SUPPLIED INFORMATION ::
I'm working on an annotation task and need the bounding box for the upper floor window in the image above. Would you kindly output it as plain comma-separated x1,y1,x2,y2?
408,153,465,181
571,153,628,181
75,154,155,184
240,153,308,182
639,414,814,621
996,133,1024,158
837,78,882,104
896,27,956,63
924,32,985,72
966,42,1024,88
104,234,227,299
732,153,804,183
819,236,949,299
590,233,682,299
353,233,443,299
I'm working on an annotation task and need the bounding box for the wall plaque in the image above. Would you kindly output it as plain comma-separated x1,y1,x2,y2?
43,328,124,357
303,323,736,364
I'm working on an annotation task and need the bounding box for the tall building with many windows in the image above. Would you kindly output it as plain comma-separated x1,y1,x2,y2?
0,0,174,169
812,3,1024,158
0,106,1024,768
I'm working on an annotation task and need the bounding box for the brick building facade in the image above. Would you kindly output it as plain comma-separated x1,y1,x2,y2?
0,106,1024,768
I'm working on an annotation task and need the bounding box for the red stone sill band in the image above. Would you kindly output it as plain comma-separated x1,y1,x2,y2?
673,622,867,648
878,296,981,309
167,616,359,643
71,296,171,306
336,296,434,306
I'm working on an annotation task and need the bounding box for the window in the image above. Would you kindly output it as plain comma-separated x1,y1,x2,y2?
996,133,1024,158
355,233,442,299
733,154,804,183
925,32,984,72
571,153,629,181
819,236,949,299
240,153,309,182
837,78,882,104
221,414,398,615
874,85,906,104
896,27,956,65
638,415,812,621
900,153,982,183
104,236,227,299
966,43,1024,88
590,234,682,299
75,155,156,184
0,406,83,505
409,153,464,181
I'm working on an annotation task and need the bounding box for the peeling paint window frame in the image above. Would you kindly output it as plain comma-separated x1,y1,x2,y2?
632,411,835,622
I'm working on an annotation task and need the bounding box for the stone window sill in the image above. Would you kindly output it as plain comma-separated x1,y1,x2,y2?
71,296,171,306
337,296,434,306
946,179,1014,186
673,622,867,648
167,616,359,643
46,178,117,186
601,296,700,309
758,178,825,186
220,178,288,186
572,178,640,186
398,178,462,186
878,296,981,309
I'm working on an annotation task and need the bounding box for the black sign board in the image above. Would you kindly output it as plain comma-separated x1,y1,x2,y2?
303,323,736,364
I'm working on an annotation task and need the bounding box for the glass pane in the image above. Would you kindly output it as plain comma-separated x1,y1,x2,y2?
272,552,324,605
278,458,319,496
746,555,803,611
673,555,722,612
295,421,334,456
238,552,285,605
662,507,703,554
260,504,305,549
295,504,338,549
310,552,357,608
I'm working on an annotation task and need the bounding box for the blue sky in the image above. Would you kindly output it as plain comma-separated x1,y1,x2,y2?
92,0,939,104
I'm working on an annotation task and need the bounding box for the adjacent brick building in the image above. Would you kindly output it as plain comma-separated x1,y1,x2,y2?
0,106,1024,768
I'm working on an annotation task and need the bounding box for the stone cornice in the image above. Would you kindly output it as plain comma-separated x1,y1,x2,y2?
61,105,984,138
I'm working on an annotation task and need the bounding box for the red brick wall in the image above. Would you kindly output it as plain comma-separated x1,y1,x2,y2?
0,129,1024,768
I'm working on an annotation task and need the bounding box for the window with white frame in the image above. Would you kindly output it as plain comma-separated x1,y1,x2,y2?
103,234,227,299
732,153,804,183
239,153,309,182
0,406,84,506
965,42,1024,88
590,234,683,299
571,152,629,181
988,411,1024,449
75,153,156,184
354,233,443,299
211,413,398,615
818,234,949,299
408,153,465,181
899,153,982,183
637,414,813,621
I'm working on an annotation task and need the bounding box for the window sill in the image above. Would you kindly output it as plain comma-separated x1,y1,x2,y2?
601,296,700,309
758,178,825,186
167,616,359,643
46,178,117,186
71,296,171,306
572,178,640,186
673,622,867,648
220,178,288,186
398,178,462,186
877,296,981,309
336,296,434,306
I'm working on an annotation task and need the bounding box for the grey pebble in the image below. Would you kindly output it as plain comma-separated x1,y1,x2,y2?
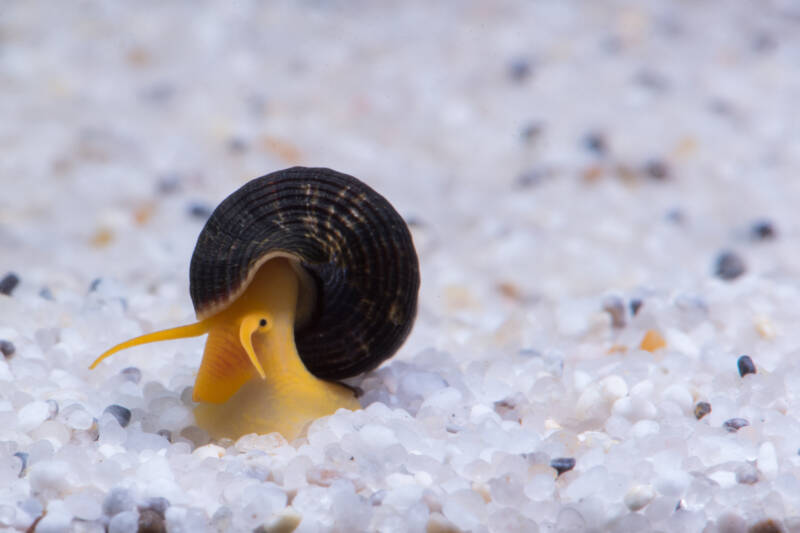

WHAT YOU HAVE TO DO ::
Please reproduce the rows from the line containing "for the peeling" through the line containing "632,411,835,622", both lines included and the request kept as is. Raise every bounding-box coordinate in the answer by 69.

FINAL RESULT ::
I'm working on an annotation task and need the bounding box for the peeling paint window frame in the image above. Would you kindly output it as plain comma-separated x1,y1,x2,y2?
701,480,904,691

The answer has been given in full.